List of tasks
a - In the Bangladesh poverty strategy passage, which cooking fuels mainly cause indoor air pollution?
b - Say whether each statement agrees with the Bangladesh poverty strategy passage. Answer yes or no, and quote the words from the passage that decide it.
(i) The link between the amount of firewood used and the level of income is positive.
(ii) Men are the main victims of indoor air pollution.
(iii) The planned actions on cooking stoves were set for the fiscal year 2010/11.
c - Write the next part of the Bangladesh poverty strategy passage, picking up after its last sentence.

Provided passage

_ _ _ _ _

Policy Framework, Laws and Regulations
2021 document
Poverty Reduction Strategy
All mentioned problems related to inefficient biomass and indoor air pollution use are addressed in the Bangladesh Poverty Reduction Strategy Paper (PRSP)[24], chapters 5.H.1 ‘Conservation of Nature’ and 5.H.2 ‘Combating Pollution’:
- "The relationship between the amount of the fire wood use and level of income is clearly positive and monotonic. This means that the poor has much less access to quality fuel for cooking. Income poverty thus translates into energy poverty." (p. 164)
- "Population pressure on land has been leading to conversion of forest land and land under tree cover into other uses. This at the same time further lowers the supply of biomass and fuel wood for cooking raising their market value including further deforestation and cutting down of trees. Smoke due to fuel wood burning also is a major cause of a significant rise in the level of indoor air pollution affecting adversely the health of women and children." (p.164)
- "Air pollution needs to address both the outdoor and indoor sources of pollution. […] Indoor air pollution is mainly caused by cooking fuels such as firewood and dried cow dung. Most of the poor families use these as fuel and women and children are the main victims of indoor air pollution. Due to air pollution the number of people suffering from respiratory diseases is on the rise." (p. 167)
The PRSP derives the following national strategies to address the mentioned problems:
- "For controlling indoor air pollution use of natural gas, biogas and LPG may be encouraged through various means including policy supports for their lower relative prices as well as more efficient and cost- effective cooking stoves." (p. 167)
- The introduction of energy efficient cook stoves was set one of the key targets to control air pollution in rural settings. "Building coalitions with NGOs for wider dissemination of fuel-efficient cooking stoves" and "Promote R&D to change building and construction standards and designs for pollution-free kitchens" were the respective planned actions on the policy agenda for the fiscal year 2005/06 (p. 301).

_ _ _ _ _

Source material
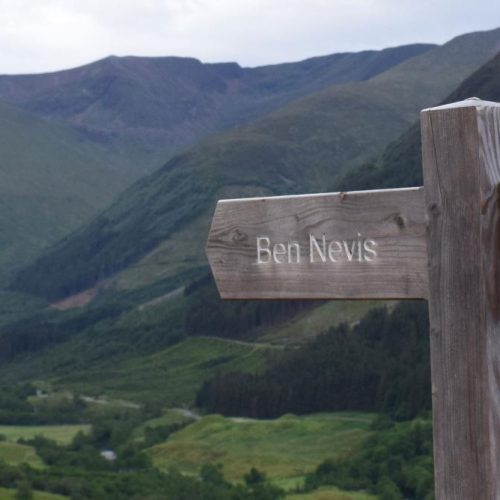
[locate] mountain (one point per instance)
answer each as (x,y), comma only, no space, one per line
(144,109)
(157,228)
(51,181)
(400,165)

_ _ _ _ _

Expected outputs
a - Firewood and dried cow dung.

b -
(i) Yes: "The relationship between the amount of the fire wood use and level of income is clearly positive and monotonic."
(ii) No: "women and children are the main victims of indoor air pollution"
(iii) No: "were the respective planned actions on the policy agenda for the fiscal year 2005/06"

c -
General Energy Policy, Energy Strategy
The Bangladeshi Energy Strategy of 1996 with its actualisation in 2002 is the main document of the promotion of RE It focusses on energy supply in rural areas. In December 2009 the "Renewable Energy Policy for Bangladesh was ratified. It was intended to integrate this policy paper into the New Energy Policy (NEP). The NEP was developed in 2006 by the "Renewable Energy and Energy Efficiency Programme" in cooperation with the UNDP.
The Renewable Energy Policy (Download PDF; 83 kB)[25] contains the following parts:
- Overview of potentials of RE sources
- Institutional arrangements in the RE sector (above all the responsibilities of the Sustainable Renewable Energy Authority (SREDA) which has been approved on Monday 18th of July 2012[26]
- Resource, technology and program development
- Investment and fiscal incentives
- Regulatory Policy
The Rural Electrification Board (REB) has recently announced that 2.70 million households will be connected with the power-supply network by 2021. The REB wants to cover all the villages across Bangladesh with two seperate projects. After completion of the project, all the rural Bangladesh shall have electricity coverage.
The state-owned rural electricity provider is currently implementing some 16 electricity-distribution projects. Those include connection to roughly 5.8 million consumers.[27]
(Intended) Nationally Determined Contributions
In the INDC, the government announced to install 3000 Mega Watts of solar energy and continue to promote off-grid solar energy as well as improved cook stoves. It looks like the GoB is following a parallel strategy: on the one hand, increase power generation based on coal, on the other hand offer projects in the field of on-grid and off-grid solar electrification and stoves to be supported by donors.[28]
Specific Strategies (Biomass, renewable energies, rural electrification, energy access strategy etc.)
The Private Sector Power Generation Policy (Download PDF; 135kB)[29] shall attract private investment for installing new power generation capacity on build-own-operate (BOO) basis.
Number of Fiscal Incentives are provided in the Policy for the private power companies. Some of them are as follows:
- Exemption from corporate income tax for a period of 15 years.
- Exemption from Customs Duties (CD), VAT (Value Added Tax) and any other surcharges in importing plants and equipment.
- Repatriation of equity along with dividends allowed freely.
- Exemption from income tax for foreign lenders to such companies.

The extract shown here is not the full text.